Passage to read below:
Mr. Coburn didn’t dislike all tax breaks. He said health savings accounts, or HSAs, which are similar to FSAs but strictly regulated to apply to approved medical expenses, are a key incentive to encourage Americans to take control of their health spending.

“Congress should continue to monitor the effectiveness of HSAs going forward, but there appears to be little need for reform at this time,” he concluded.

Programs he did want to ax include:

The “parsonage housing allowance,” which he said enabled clergy to build million-dollar homes for themselves while double dipping on tax breaks, collecting housing stipends as tax-free income and then getting the extra parsonage break.

Sports team owners who can claim a depreciation tax credit on their players, arguing that, just like equipment, the players’ worth decreases over time.

Athletes and Hollywood stars who form tax-exempt organizations that they then use as tax shelters, throwing parties or paying employees’ salaries from the tax-exempt accounts while dedicating almost no money to charitable works.

Mr. Coburn, citing news investigations, said singer Kanye West’s foundation spent more than $1 million in 2009 and 2010 but “gave virtually nothing” to charity. Fellow performer Lady Gaga’s Born This Way Foundation raised $2.6 million but only gave away $5,000 in grants, Mr. Coburn’s report says. She defended her foundation after the reports surfaced, saying her foundation runs its own projects rather than paying grants to other organizations to do good works.
End of Passage to read.
* [What to produce]: In the passage about Mr. Coburn and tax breaks, how much did Lady Gaga's Born This Way Foundation give away in grants?
Dataset extract below:
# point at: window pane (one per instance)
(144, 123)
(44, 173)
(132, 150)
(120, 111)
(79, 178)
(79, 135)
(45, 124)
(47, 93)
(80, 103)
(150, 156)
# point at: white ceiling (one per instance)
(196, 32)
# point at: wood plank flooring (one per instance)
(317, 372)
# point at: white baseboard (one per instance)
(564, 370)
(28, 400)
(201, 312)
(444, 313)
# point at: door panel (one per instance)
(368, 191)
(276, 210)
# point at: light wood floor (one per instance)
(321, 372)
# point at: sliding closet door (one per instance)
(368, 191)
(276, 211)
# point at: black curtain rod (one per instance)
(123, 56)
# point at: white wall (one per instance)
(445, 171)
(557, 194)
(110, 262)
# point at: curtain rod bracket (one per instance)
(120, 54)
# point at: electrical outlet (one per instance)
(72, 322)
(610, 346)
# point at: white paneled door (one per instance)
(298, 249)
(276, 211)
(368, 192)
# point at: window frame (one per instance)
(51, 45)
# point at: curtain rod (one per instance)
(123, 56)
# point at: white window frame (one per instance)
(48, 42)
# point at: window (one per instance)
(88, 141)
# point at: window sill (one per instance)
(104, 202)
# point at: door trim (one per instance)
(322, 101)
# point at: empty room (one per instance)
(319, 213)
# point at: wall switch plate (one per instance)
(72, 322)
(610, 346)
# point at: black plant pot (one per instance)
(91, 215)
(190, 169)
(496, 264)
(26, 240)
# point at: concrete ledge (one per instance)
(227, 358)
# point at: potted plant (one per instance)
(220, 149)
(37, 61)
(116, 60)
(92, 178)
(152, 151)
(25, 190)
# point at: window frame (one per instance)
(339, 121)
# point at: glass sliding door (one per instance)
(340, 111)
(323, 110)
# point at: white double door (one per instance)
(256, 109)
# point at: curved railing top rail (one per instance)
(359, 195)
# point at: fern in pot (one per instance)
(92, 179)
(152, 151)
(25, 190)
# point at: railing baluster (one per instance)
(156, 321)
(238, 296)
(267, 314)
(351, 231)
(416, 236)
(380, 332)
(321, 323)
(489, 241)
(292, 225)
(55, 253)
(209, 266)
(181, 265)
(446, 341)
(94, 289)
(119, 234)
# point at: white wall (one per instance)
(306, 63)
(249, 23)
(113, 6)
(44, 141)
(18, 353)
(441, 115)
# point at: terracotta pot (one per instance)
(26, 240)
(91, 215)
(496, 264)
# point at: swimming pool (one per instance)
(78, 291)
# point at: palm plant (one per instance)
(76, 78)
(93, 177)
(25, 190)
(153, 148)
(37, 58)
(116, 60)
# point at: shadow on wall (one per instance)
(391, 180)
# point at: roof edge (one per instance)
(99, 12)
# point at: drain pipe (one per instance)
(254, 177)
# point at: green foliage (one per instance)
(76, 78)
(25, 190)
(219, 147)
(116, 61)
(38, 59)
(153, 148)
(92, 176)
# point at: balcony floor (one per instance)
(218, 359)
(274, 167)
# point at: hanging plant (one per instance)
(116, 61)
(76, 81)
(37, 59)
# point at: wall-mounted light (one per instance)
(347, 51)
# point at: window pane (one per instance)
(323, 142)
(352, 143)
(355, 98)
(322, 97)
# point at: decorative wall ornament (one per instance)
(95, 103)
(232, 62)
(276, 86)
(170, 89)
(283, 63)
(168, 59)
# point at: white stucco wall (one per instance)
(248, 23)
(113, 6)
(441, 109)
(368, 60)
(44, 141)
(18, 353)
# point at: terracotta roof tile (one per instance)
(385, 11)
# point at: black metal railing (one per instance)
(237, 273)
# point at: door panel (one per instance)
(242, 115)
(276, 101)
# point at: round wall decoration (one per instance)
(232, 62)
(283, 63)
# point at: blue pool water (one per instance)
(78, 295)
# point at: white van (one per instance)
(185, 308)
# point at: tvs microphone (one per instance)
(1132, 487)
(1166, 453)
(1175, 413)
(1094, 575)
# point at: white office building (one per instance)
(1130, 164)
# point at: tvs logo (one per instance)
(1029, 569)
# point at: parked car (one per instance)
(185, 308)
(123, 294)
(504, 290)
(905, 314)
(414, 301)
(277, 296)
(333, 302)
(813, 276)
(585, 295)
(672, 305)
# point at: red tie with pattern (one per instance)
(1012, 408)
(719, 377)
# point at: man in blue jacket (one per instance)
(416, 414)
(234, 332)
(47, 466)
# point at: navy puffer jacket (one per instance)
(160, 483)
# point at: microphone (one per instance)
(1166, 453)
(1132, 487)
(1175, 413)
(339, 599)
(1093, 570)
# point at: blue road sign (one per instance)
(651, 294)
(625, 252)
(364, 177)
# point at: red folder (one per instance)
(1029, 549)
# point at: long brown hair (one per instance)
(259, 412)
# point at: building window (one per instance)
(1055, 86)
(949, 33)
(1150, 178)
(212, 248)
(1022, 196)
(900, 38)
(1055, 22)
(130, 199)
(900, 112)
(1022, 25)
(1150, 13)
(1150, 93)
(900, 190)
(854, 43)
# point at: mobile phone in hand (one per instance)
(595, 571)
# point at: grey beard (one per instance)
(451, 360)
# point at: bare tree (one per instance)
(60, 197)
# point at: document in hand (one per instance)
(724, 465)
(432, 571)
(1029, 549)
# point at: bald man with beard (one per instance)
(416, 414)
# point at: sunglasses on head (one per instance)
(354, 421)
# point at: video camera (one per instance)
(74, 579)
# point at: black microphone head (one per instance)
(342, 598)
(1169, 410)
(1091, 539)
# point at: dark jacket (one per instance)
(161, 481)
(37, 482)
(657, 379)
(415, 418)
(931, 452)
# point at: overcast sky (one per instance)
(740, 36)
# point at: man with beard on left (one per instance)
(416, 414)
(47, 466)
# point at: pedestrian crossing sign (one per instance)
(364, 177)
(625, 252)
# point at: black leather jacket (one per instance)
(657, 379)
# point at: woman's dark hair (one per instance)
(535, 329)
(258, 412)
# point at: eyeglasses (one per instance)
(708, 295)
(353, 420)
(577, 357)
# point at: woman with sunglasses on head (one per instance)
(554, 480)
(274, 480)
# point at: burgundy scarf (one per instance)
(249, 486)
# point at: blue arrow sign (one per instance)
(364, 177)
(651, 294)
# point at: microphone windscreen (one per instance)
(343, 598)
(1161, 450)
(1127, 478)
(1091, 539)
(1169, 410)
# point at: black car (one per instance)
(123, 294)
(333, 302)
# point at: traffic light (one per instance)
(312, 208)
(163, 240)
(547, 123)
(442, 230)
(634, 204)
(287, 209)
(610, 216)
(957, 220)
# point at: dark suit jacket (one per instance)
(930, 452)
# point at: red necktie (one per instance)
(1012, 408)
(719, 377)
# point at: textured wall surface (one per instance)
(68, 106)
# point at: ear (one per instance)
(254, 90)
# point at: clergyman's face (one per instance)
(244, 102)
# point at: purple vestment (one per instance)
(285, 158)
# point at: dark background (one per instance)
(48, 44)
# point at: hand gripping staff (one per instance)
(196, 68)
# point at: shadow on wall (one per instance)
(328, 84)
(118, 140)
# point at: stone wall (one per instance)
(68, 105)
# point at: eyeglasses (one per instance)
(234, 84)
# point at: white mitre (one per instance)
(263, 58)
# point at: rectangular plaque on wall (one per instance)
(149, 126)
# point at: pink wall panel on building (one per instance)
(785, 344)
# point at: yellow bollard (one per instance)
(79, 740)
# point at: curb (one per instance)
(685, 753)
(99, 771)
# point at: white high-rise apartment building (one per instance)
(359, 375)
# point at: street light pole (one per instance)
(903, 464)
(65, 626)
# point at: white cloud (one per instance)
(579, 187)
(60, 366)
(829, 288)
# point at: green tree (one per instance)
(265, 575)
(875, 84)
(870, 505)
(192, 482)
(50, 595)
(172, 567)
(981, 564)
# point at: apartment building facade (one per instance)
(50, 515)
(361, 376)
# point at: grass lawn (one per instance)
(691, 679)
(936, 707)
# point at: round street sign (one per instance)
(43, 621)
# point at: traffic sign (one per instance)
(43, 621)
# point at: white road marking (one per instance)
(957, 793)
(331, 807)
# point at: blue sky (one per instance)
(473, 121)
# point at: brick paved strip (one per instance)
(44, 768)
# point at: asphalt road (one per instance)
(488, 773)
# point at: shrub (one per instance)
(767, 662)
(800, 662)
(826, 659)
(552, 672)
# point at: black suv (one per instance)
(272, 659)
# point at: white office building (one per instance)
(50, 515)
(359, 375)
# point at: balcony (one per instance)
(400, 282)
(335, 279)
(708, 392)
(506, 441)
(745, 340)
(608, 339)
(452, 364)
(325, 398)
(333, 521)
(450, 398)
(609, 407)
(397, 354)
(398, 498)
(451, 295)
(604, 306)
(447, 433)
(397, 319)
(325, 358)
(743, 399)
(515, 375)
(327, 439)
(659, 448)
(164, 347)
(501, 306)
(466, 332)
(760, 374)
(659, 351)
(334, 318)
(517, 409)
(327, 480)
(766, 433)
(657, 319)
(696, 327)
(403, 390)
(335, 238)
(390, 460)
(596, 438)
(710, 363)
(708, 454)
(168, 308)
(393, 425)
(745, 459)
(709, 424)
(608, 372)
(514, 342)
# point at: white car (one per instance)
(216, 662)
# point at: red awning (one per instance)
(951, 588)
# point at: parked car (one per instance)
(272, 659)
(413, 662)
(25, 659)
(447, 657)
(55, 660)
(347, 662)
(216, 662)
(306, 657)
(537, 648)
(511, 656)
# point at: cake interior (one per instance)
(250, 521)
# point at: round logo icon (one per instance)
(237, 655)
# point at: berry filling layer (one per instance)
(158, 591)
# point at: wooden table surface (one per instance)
End of Dataset extract.
* [Reply]: $5,000